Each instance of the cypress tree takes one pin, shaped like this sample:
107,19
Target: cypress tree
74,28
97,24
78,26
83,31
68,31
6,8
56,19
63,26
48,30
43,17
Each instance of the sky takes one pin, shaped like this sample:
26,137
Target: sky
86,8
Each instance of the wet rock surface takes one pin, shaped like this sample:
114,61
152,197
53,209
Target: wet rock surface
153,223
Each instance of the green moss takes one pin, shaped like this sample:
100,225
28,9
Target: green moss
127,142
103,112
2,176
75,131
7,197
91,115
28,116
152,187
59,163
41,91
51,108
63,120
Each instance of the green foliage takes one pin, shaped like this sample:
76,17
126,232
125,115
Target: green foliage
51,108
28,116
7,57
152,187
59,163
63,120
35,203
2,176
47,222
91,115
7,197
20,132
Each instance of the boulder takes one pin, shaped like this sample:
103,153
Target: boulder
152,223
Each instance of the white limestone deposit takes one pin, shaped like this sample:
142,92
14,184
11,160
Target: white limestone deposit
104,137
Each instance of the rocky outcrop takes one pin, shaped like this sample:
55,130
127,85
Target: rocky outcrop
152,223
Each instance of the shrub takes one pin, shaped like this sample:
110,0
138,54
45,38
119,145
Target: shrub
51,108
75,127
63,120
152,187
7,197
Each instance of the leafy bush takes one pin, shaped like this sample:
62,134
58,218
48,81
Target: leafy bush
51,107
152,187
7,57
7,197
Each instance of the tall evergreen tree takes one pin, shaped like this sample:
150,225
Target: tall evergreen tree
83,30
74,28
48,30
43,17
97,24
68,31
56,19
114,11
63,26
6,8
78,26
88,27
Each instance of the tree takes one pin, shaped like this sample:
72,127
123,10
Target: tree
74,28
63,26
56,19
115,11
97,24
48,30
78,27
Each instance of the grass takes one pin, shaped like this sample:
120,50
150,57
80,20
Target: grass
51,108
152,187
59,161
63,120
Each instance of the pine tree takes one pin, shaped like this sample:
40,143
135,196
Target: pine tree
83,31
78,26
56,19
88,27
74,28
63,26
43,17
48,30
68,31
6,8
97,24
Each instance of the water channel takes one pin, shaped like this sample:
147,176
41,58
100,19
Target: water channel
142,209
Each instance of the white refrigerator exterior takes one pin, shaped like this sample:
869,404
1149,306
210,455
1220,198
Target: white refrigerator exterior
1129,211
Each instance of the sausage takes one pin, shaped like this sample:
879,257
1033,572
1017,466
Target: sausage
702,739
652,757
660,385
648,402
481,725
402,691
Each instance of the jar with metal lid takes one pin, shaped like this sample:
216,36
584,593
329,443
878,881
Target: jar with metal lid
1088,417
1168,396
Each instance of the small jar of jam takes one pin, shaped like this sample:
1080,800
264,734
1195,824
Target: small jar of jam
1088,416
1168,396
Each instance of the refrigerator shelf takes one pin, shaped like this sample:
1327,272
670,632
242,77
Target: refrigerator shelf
---+---
Activity:
Transcribe the entire listing above.

Exercise result:
Each instance of the cypress tree takes one pin, shaped like this sample:
107,19
Target: cypress tree
74,28
97,24
78,26
83,31
68,31
6,8
56,19
63,26
48,30
43,17
Each instance of the sky takes one pin, shaped like this sample:
26,137
Target: sky
86,8
Each instance of the wet rock surface takes one pin, shaped like this sample:
114,61
152,197
53,209
Target: wet rock surface
153,223
Each instance of the green moss takes one pin, shaped like this sample:
100,225
28,9
Target: green moss
127,142
103,112
2,176
75,131
7,197
91,115
28,116
152,187
59,163
41,91
51,108
63,120
Each instance of the green foliage takes one pin, shaped like this sample:
76,17
126,232
125,115
Target: green foliage
51,108
28,116
7,57
152,187
59,163
63,120
35,203
2,176
47,222
91,115
7,197
20,132
Each instance of the boulder takes one pin, shaped like this sample:
103,153
Target: boulder
152,223
Each instance of the white limestone deposit takes one pin, shaped like this sample:
142,92
14,184
11,160
Target: white limestone deposit
104,137
Each instance of the rocky outcrop takes one pin, shaped like this sample:
55,130
127,85
Target: rocky outcrop
152,223
Each instance of the shrub takes one pin, shaped like this sample:
110,0
138,54
45,38
119,145
Target: shrub
51,108
75,127
63,120
152,187
7,197
Each instance of the leafy bush takes one pin, shaped like this sample:
62,134
58,218
48,81
Target: leafy bush
51,107
152,187
7,57
7,197
Each instance of the tall evergreen tree takes one pin, shaped like this sample:
150,225
Target: tall evergreen tree
83,30
74,28
48,30
43,17
97,24
68,31
56,19
114,11
63,26
6,8
78,26
88,27
Each instance of the tree takes one pin, shaped like this sample:
72,127
123,10
Target: tree
74,28
63,26
56,19
115,11
97,24
48,30
78,27
Each instance of the grass takes one pin, shaped like this sample:
120,50
150,57
80,20
Target: grass
51,108
152,187
59,161
63,120
Each instance of the pine tree takes one pin, shaped like this sample:
40,143
135,196
Target: pine tree
83,31
78,26
56,19
88,27
74,28
63,26
43,17
48,30
68,31
6,8
97,24
Each instance of the water channel takes one pin, shaped like this sample:
147,176
41,58
100,19
Target: water channel
142,209
Each instance of the white refrigerator exterior takes one pin, shaped like this sample:
869,404
1149,306
210,455
1220,198
Target: white refrigerator exterior
1129,211
Each instance of the sausage takes one pin, shaped like this sample:
879,257
1033,572
1017,466
Target: sausage
702,739
652,757
660,385
648,402
481,725
402,691
Each instance of the jar with metal lid takes one pin, shaped like this sample:
216,36
584,593
329,443
878,881
Target: jar with metal lid
1088,417
1168,396
Each instance of the small jar of jam takes one pin, shaped like this sample:
1080,800
264,734
1195,824
Target: small jar of jam
1088,416
1168,396
Each instance of the refrigerator shelf takes one pin, shaped like this sample:
1327,272
670,632
242,77
Target: refrigerator shelf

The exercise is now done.